> _Extrato da fonte_:
▬▬▬

Os pesquisadores realizaram ainda uma estimativa do interesse mercadológico por meio da busca por patentes depositadas no mundo inteiro a partir das plantas encontradas. Nesse quesito, 78 espécies (46,7%) têm patentes registradas em 61 países, apenas 8% delas no Brasil.
“O número de patentes é uma evidência do potencial econômico dessas espécies. Ele nos dá uma dimensão do que já pode suscitar interesse e potencial comercial, enquanto as que não possuem patente demonstram quanto ainda pode ser encontrado por meio de pesquisa e desenvolvimento, como novas moléculas medicinais, cosméticas e mesmo alimentos”, explica Krainovic.
Opção econômica
Segundo os autores, a exploração de produtos não madeireiros constitui uma forma de amortizar os custos da restauração, mesmo quando outro objetivo econômico está definido, como a extração de madeira nativa. Uma vez que as espécies madeireiras mais valiosas têm longos ciclos de vida, a exploração de produtos não madeireiros pode ser uma fonte intermediária de receita enquanto a madeira não está pronta para ser extraída.
Além disso, a exploração de madeira, segundo o Código Florestal, é proibida em áreas de preservação permanente (APPs), como margens de rios, encostas íngremes e topos de montanhas.

▬▬▬

> _Descrição da tarefa_: Transcreva, do texto sobre produtos não madeireiros, o trecho que se inicia nas palavras que contêm "Opção econômica" e se encerra em "topos de montanhas.". As entradas têm origem distinta da do texto sobre produtos não madeireiros.

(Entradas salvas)
▬▬▬

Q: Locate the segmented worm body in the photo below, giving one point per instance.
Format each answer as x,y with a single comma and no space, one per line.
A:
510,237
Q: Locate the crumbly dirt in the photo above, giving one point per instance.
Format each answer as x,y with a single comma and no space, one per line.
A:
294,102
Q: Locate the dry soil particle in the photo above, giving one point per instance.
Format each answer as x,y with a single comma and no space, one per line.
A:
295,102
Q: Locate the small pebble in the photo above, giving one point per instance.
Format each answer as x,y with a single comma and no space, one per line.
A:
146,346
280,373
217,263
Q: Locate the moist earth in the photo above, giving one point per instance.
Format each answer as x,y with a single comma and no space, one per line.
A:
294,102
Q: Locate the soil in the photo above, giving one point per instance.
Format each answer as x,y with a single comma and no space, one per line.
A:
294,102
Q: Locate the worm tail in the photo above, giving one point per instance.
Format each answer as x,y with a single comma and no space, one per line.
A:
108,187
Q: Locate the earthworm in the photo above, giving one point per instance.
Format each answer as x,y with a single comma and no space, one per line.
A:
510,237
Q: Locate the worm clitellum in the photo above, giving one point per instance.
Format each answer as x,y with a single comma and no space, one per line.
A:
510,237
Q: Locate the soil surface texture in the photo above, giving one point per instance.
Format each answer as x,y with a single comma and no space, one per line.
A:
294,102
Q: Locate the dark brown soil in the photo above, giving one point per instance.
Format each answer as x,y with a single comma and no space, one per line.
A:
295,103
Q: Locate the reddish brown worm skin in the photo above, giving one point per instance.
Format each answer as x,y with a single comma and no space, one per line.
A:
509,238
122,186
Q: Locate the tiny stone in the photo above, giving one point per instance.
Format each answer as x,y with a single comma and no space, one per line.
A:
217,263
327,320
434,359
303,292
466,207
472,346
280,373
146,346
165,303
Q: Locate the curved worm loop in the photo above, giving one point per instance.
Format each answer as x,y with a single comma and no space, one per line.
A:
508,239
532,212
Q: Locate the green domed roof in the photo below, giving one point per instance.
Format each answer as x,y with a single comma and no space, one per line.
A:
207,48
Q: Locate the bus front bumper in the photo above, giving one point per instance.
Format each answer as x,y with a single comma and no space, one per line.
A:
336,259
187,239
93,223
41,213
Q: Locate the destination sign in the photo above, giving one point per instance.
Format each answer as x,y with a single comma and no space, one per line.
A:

▬▬▬

> _Resposta_:
Opção econômica
Segundo os autores, a exploração de produtos não madeireiros constitui uma forma de amortizar os custos da restauração, mesmo quando outro objetivo econômico está definido, como a extração de madeira nativa. Uma vez que as espécies madeireiras mais valiosas têm longos ciclos de vida, a exploração de produtos não madeireiros pode ser uma fonte intermediária de receita enquanto a madeira não está pronta para ser extraída.
Além disso, a exploração de madeira, segundo o Código Florestal, é proibida em áreas de preservação permanente (APPs), como margens de rios, encostas íngremes e topos de montanhas.